- _EXERCISE GOAL_: The output should be the records themselves, given again exactly.

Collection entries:
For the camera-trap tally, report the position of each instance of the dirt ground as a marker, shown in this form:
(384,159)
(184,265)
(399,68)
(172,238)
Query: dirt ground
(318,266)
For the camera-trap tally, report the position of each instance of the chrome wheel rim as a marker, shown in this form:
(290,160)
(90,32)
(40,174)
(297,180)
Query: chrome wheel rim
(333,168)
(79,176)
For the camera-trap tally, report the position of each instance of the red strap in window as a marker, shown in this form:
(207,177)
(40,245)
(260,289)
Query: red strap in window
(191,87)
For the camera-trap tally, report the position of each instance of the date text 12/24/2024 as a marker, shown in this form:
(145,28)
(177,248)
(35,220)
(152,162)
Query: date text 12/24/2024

- _EXPECTED OUTPUT_:
For the camera-trap tally, report the position of each instance of the dirt ground as a marker, shown in this form:
(384,159)
(184,265)
(399,68)
(172,238)
Query: dirt ground
(318,266)
For the camera-trap tally, report the position of each instance of the chrome wheel rim as a marker, shown in this form:
(290,160)
(90,32)
(40,174)
(297,180)
Query: chrome wheel rim
(333,168)
(79,176)
For the camera-trap tally, report the position of each instance of the red strap in window as a marker, shown in this form:
(207,177)
(40,245)
(260,289)
Query: red strap in window
(191,87)
For the camera-trap tally, report the position of each instance of the date text 12/24/2024 as a marker, shown in this form:
(145,28)
(177,248)
(35,220)
(152,162)
Query: date text 12/24/2024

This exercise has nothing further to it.